**What you are asked to do:** The lines to find are those in the entries that hold the word "appreciated"; copy every one of them.

**The records:**
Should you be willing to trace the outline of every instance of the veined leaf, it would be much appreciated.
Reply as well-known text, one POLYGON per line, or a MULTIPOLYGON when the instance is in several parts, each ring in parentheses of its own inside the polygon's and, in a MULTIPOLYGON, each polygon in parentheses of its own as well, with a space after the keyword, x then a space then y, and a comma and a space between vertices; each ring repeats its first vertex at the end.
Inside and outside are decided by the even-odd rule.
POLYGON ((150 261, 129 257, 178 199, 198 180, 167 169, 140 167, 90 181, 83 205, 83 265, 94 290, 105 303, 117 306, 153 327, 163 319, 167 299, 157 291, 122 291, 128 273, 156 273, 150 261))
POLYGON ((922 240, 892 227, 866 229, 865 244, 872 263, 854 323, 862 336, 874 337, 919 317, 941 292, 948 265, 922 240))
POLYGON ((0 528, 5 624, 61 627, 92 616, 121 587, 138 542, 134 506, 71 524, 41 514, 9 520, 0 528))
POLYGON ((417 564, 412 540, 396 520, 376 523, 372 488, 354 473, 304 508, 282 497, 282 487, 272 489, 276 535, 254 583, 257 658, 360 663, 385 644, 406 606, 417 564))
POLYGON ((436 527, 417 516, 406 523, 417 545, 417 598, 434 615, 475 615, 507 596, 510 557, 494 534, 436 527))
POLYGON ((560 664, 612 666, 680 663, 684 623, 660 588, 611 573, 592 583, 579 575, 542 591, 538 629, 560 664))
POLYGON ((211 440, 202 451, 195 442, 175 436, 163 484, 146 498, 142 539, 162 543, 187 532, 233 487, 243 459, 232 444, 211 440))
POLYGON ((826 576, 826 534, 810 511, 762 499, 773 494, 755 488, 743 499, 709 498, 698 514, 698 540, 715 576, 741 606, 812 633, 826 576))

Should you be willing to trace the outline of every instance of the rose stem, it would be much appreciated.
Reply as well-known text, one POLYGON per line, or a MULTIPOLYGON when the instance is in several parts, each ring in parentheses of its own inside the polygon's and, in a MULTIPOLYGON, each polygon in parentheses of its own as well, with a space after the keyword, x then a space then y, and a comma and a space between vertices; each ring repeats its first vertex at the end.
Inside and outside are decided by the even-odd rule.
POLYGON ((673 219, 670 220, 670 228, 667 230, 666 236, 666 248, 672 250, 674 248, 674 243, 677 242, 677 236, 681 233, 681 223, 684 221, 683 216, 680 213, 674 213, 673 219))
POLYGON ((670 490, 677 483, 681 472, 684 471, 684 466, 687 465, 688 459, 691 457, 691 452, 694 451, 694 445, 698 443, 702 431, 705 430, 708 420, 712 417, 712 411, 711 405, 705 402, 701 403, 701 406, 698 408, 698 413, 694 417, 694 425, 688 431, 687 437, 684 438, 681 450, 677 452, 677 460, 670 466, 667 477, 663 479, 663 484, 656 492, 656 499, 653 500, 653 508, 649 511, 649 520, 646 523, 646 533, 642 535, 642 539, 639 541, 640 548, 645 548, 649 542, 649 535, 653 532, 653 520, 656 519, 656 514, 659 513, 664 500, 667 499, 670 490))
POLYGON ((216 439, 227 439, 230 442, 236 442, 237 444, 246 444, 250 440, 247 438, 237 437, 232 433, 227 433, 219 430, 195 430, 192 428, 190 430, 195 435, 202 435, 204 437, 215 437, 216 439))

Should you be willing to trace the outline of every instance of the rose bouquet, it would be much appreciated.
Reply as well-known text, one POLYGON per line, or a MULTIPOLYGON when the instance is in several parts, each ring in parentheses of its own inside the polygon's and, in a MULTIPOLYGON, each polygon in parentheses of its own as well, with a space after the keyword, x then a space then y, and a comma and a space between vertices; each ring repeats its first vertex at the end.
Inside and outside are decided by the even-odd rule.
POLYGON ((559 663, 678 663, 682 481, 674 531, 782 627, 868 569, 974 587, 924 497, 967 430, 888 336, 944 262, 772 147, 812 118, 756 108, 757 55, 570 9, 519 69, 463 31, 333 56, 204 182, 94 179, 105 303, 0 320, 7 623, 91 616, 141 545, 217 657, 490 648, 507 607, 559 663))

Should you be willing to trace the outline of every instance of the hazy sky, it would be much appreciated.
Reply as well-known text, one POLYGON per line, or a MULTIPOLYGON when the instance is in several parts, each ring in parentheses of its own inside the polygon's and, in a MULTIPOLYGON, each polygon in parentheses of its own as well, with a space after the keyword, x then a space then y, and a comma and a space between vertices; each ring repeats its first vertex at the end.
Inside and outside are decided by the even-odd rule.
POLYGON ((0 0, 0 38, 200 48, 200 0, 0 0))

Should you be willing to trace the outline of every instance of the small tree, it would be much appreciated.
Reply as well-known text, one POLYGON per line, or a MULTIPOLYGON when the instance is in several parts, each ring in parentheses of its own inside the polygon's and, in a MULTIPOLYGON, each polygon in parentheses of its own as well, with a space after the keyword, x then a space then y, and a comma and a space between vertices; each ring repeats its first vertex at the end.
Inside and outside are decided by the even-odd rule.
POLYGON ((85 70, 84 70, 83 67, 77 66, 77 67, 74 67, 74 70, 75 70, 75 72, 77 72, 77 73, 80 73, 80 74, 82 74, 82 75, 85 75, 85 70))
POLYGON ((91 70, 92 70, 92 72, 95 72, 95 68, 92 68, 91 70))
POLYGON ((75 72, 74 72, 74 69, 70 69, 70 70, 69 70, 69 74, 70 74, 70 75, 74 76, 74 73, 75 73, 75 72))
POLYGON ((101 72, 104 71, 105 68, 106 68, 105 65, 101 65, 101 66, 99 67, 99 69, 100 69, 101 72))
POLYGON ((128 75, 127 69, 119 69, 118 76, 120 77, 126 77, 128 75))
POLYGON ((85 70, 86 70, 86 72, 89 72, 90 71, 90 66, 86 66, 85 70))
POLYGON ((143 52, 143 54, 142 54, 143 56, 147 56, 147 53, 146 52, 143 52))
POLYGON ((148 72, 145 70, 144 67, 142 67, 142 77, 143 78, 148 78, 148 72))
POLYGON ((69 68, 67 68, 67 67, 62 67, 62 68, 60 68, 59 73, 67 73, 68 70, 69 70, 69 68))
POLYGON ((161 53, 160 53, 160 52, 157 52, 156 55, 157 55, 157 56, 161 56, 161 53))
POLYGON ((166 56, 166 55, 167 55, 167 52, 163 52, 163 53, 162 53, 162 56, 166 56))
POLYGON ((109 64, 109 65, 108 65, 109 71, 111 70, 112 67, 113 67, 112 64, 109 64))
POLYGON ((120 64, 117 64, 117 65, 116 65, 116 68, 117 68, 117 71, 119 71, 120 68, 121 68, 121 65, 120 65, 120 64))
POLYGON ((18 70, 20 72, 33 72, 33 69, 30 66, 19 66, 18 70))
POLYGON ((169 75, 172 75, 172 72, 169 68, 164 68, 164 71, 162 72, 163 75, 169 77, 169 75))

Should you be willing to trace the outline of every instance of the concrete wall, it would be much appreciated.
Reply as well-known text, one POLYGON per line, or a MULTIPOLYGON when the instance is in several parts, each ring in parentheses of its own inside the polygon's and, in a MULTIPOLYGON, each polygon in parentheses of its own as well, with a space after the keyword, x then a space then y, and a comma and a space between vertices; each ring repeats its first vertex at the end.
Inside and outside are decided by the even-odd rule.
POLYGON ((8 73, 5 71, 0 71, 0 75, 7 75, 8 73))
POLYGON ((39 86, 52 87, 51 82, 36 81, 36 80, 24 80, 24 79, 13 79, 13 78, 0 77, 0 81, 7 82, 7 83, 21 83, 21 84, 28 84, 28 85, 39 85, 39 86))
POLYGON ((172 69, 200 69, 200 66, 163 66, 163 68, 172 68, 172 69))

**Written response:**
Should you be willing to trace the outline of every instance of the veined leaf, it would be much appreciated.
Should you be willing to trace the outline of every instance of the rose stem, it would be much appreciated.
Should you be willing to trace the outline of every instance of the rose bouquet, it would be much appreciated.
Should you be willing to trace the outline of every instance of the hazy sky, it would be much appreciated.
Should you be willing to trace the outline of every instance of the small tree, it would be much appreciated.
Should you be willing to trace the outline of every instance of the concrete wall, it would be much appreciated.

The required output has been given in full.